> [Reading text]:
But the intrusion act having been repealed, the case of Mitchel vs. Smith is now no authority; and independent of the repeal of the intrusion act, the decision of the court in 13 Serg. & Rawle was erroneous, because the penalties of that law were never extended to apply to a case like Matthewson's. The 8th section, by special provision, excludes Matthewson from the operation of it. 'No person is to be liable to the severities of the law who could prove that he entered upon and took possession of, or settled on such lands before the passing of the act of the 11th of April 1795. Matthewson took possession as far back as 1784 or 1785, ten or eleven years before the existence of the intrusion act.

In the course of a short time after the repeal of the intrusion act, the law suspending the operation of the statute of limitation in this section of the commonwealth, was also repealed. This was the last and only act remaining upon the statute book, to the prejudice of the Connecticut settlers. So that if Matthewson had not ever settled upon these lands, and leased them to Satterlee, long prior to these enactments, framed for the purpose of preventing any more intrusion from the settlers of New England; yet, their total and unqualified repeal, afterwards, would have been sufficient to entitle him to the benefits of all the laws to which other persons settling in Pennsylvania were entitled. Under this view of the facts connected with this case, we have but one mode left for accounting for the decision of the supreme court of Pennsylvania, and that is the one heretofore adverted to; by supposing that the repeal of 'the intrusion act,' as well as 'the act suspending the operation of the limitation act,' had not reached them. Certainly their repeal is not to be collected either from the argument or opinion of the court, in the case of Satterlee vs. Matthewson, 13 Sergeant & Rawle. It being therefore, evidently, an oversight on the part of the court, we contend that the act of the 8th of April 1826, became necessary to effectuate justice between the parties, and to declare what was really the law at the time the erroneous decision of the court was pronounced. We therefore maintain the position, that the act of the 8th of April is constitutional.

> [Recorded data]:

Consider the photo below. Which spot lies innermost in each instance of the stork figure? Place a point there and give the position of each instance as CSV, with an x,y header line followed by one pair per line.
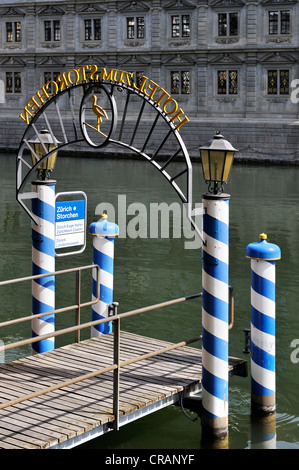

> [Required work]:
Resume the legal argument about the repeal of the intrusion act and the Satterlee vs. Matthewson decision, writing on from its final sentence.

> [The answer]:
Indeed it is nothing more than a declaratory or explanatory act. It was but a re-enactment of what was understood in that part of the state to have been the law from the year 1785 down to 1813, and certainly ever since the repeal of the acts of restriction. Surely, an undisturbed practice for twenty-eight or thirty years, during which period no tenant in the situation of Satterlee had brought a case of the kind into a court of law, ought alone to settle this question in favour of Matthewson; and to have satisfied the supreme court of Pennsylvania, that the title of the landlord, obtained prior to the intrusion act, could not be contested by his tenant.

But Satterlee became the tenant of Matthewson prior to the act of intrusion; and when the law was passed, exempting Matthewson from the effects of the intrusion act, Satterlee was his tenant.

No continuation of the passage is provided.